• OBJECTIVE: Reproduce all of the material below word for word, leaving out the pictures.

=-=-=-=-=

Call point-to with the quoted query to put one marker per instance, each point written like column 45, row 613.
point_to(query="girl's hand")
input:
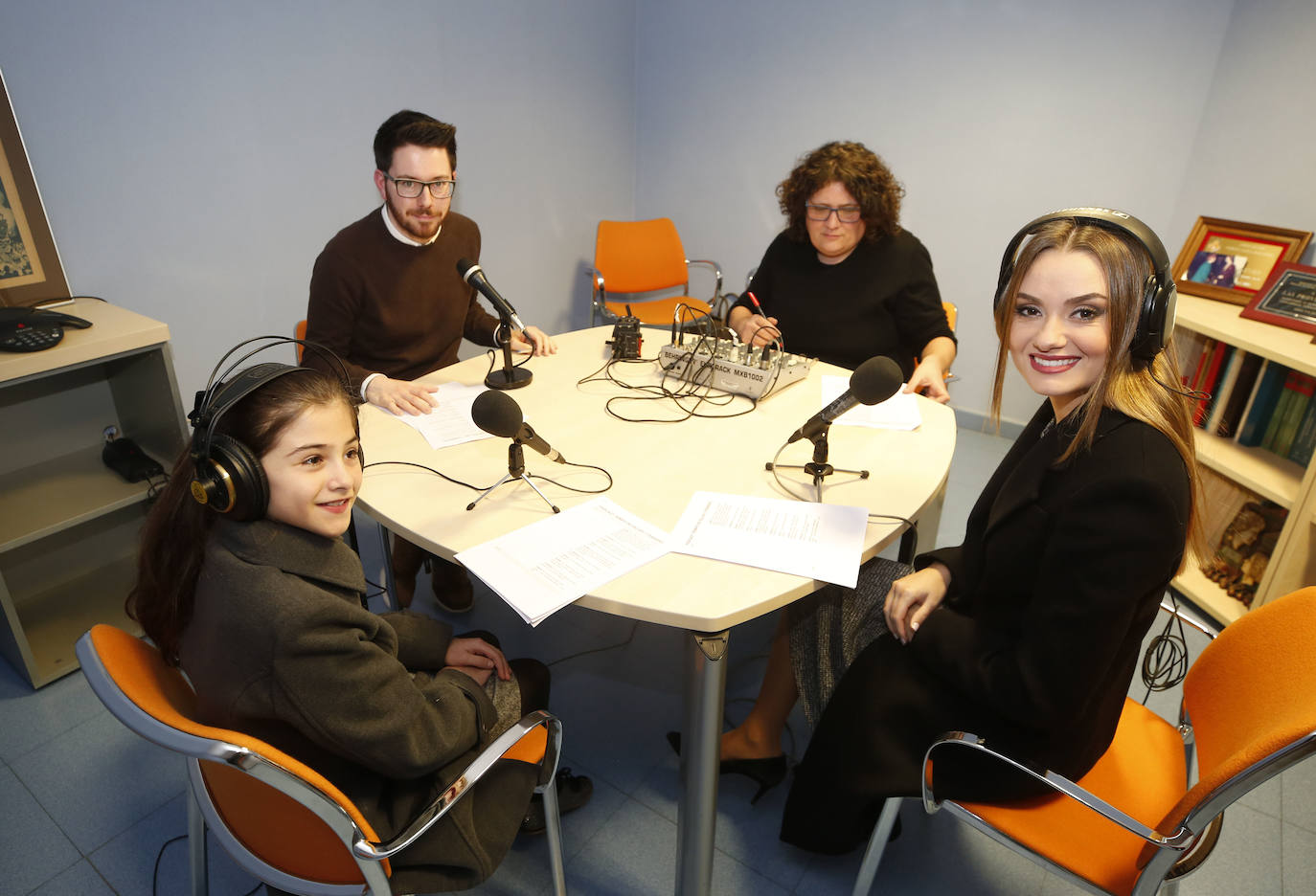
column 475, row 654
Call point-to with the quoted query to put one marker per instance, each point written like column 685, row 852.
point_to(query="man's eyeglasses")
column 844, row 213
column 437, row 189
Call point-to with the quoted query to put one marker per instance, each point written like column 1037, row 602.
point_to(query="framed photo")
column 1287, row 299
column 29, row 263
column 1231, row 260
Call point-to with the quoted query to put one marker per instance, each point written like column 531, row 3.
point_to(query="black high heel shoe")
column 766, row 773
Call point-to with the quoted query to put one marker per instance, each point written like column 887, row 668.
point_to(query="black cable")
column 573, row 488
column 421, row 466
column 599, row 650
column 1165, row 662
column 155, row 872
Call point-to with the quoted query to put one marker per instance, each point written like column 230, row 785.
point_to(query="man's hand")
column 399, row 396
column 532, row 338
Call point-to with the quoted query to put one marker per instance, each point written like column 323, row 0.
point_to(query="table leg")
column 696, row 815
column 390, row 586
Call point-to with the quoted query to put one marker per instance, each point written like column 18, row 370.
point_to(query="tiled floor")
column 85, row 804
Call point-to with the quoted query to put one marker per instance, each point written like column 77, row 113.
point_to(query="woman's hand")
column 477, row 656
column 912, row 597
column 929, row 378
column 753, row 329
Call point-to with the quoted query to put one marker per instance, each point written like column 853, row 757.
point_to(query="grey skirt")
column 832, row 626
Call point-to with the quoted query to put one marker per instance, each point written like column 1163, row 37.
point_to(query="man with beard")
column 387, row 299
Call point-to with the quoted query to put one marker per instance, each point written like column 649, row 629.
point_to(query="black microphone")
column 498, row 414
column 474, row 275
column 876, row 379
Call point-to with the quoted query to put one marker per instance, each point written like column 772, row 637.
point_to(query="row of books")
column 1253, row 400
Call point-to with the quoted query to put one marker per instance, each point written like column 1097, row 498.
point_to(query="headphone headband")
column 227, row 475
column 1157, row 306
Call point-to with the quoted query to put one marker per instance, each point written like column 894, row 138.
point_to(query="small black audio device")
column 625, row 338
column 31, row 329
column 126, row 458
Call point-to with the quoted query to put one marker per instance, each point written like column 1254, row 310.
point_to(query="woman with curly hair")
column 1028, row 633
column 844, row 281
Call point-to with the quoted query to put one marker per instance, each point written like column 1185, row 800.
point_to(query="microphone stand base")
column 817, row 471
column 514, row 470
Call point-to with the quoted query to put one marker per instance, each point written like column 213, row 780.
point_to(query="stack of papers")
column 548, row 565
column 450, row 422
column 542, row 568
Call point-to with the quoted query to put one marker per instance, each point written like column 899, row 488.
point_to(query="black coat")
column 1057, row 583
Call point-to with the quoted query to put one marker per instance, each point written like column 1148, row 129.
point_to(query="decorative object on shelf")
column 1245, row 549
column 1287, row 299
column 29, row 263
column 1231, row 260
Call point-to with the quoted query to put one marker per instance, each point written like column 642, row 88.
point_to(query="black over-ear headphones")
column 228, row 477
column 1156, row 315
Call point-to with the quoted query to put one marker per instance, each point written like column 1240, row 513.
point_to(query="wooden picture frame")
column 31, row 271
column 1288, row 299
column 1231, row 260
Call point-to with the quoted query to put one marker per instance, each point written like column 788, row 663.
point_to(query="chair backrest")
column 640, row 256
column 952, row 313
column 1250, row 698
column 282, row 830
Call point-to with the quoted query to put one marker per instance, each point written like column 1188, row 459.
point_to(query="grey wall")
column 989, row 112
column 1255, row 150
column 195, row 157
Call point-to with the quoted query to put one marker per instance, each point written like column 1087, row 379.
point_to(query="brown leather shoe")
column 405, row 561
column 451, row 586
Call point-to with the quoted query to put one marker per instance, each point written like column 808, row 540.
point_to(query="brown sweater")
column 390, row 308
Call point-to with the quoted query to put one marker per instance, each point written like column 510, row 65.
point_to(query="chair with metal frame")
column 644, row 257
column 281, row 819
column 1136, row 822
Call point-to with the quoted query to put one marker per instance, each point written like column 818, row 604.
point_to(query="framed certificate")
column 1287, row 299
column 29, row 263
column 1231, row 260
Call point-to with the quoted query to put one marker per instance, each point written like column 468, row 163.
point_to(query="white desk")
column 655, row 468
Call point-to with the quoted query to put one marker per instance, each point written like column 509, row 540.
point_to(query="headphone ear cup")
column 1150, row 336
column 231, row 481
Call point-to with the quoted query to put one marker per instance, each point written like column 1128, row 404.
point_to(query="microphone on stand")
column 511, row 376
column 499, row 414
column 875, row 380
column 474, row 275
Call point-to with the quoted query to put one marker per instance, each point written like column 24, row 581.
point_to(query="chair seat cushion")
column 1143, row 773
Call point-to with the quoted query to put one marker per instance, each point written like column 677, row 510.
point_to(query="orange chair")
column 281, row 819
column 641, row 257
column 1136, row 822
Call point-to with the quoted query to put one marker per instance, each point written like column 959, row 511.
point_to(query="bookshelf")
column 69, row 526
column 1292, row 563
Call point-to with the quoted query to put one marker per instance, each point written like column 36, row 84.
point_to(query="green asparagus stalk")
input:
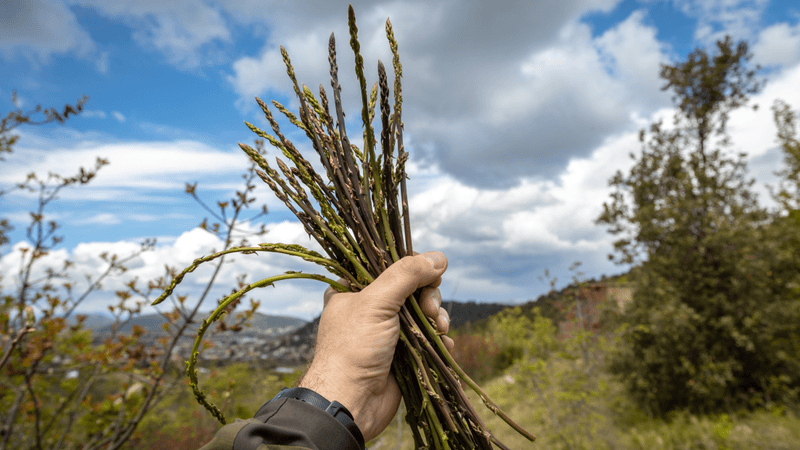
column 357, row 218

=-=-=-=-=

• OUTPUT OF THE EXERCISE:
Call point-to with the quoted query to put one marker per instance, each point written like column 45, row 613.
point_to(query="girl's hand")
input:
column 475, row 654
Call point-to with the quoted query to put one marker per instance, each point written like column 685, row 852.
point_to(query="man's eyeglasses")
column 844, row 213
column 437, row 189
Call point-to with the quoted query to put one marker per instance, each point written like column 1037, row 602.
point_to(query="framed photo")
column 1287, row 299
column 29, row 263
column 1231, row 260
Call point-to with the quoted query to put one marker per instance, each point written like column 531, row 3.
point_to(query="black high heel shoe")
column 766, row 773
Call point-to with the quoted query to put one marker per instance, each point written like column 887, row 668.
point_to(query="black cable")
column 573, row 488
column 421, row 466
column 599, row 650
column 1165, row 662
column 155, row 872
Call point-to with the quoted query to put one marker per instance, each point written like column 230, row 785.
point_to(query="man's hand")
column 399, row 396
column 532, row 338
Call point-to with the quoted query to put one marker per instance, each point written like column 323, row 0.
point_to(query="table leg")
column 696, row 815
column 390, row 586
Call point-to with the quoted query to put one marker per instance, each point written like column 18, row 370.
point_to(query="tiled floor")
column 85, row 804
Call point-to with the quoted query to put one marker per instance, each point written like column 77, row 113.
point_to(query="woman's hand")
column 477, row 656
column 912, row 597
column 929, row 378
column 753, row 329
Call point-to with the quoted query to put one marker per instance, each point written like column 853, row 757.
point_to(query="grey skirt")
column 832, row 626
Call point-to with the quoted query to put one marker per instance, each point written like column 1163, row 37.
point_to(query="man with beard")
column 387, row 299
Call point-to with the quoted query to put one marker per instance, each point written like column 649, row 629.
point_to(query="black microphone")
column 498, row 414
column 474, row 275
column 876, row 379
Call point-to with the quoted query to put one marker per instance, each point written like column 772, row 637.
point_to(query="row of books")
column 1253, row 400
Call point-to with the quoted query to put one marker per instance, each point written like column 1097, row 498.
point_to(query="headphone headband")
column 227, row 475
column 1157, row 306
Call point-to with the quoted query to put one marker per instance, each point written like column 894, row 138.
point_to(query="small black audio device")
column 625, row 338
column 31, row 329
column 126, row 458
Call point-to with the quoted query to put one marker per instance, each point written like column 1254, row 310.
point_to(query="woman with curly hair")
column 1028, row 633
column 844, row 281
Call point-to with the quoted query to put one marker per instance, each point written like column 1185, row 800.
point_to(query="microphone stand base")
column 817, row 471
column 514, row 470
Call point-to with the quoted query to put one marker per instance, each point written like column 213, row 780.
point_to(query="stack of papers")
column 548, row 565
column 450, row 422
column 542, row 568
Call point-to with the quoted query to put one marker per instance, each point written like column 899, row 488.
point_to(query="black coat")
column 1057, row 583
Call point-to with the quoted query to put one marker per instance, each point written like column 1148, row 129.
point_to(query="decorative object on shelf")
column 1245, row 549
column 1287, row 299
column 29, row 263
column 1231, row 260
Call point-to with the quoted query to put one marker per instance, each point written like column 642, row 88.
point_to(query="black over-ear headphones")
column 228, row 477
column 1156, row 315
Call point-to with the quoted query to put one marker per instance, each point written like column 1240, row 513.
point_to(query="wooden picture frame")
column 31, row 271
column 1288, row 299
column 1231, row 260
Call point-to with the quoted query to put one marker per instance, each point written like column 788, row 663.
point_to(query="chair backrest")
column 640, row 256
column 952, row 313
column 1250, row 698
column 282, row 830
Call point-to with the quoted query to put one marker per instance, each point written like column 1188, row 459.
point_to(query="grey wall")
column 989, row 112
column 1255, row 150
column 195, row 157
Call point-to with the quoted query to put one marker per instance, each point written like column 1087, row 379.
point_to(query="brown leather shoe")
column 405, row 561
column 451, row 586
Call point-to with the quoted query to put one marker per instance, each point written like column 808, row 540.
point_to(query="brown sweater")
column 390, row 308
Call point-to with the quoted query to put one marker per instance, each point written like column 510, row 65.
point_to(query="chair with metal frame")
column 644, row 257
column 281, row 819
column 1136, row 822
Call point-to with the quoted query to put one marker per instance, each point written like column 818, row 604.
point_to(query="framed certificate")
column 1287, row 299
column 29, row 263
column 1231, row 260
Call point-to with the quoted query to put one marker per instance, each point written like column 468, row 163.
point_to(query="white desk")
column 655, row 468
Call point-to with the quoted query to put one marker per instance, each point written like column 509, row 540.
point_to(query="headphone ear cup")
column 1150, row 336
column 231, row 481
Call point-to with the quoted query to put one marker per instance, each point written like column 1128, row 404.
point_to(query="microphone on stand")
column 511, row 376
column 499, row 414
column 875, row 380
column 474, row 275
Call point-to with the quoted query to put one marker per instance, each point written like column 24, row 581.
point_to(query="chair seat cushion")
column 1143, row 773
Call point-to with the quoted query to put one marker per instance, each point written like column 677, row 510.
point_to(query="orange chair")
column 281, row 819
column 641, row 257
column 1136, row 822
Call point-to with the quoted query to put one marker per instance, each point written like column 959, row 511.
point_to(query="bookshelf")
column 69, row 526
column 1292, row 563
Call point-to with the quoted query to put one marker per instance, each point written like column 36, row 84.
point_to(query="green asparagus stalk")
input:
column 357, row 218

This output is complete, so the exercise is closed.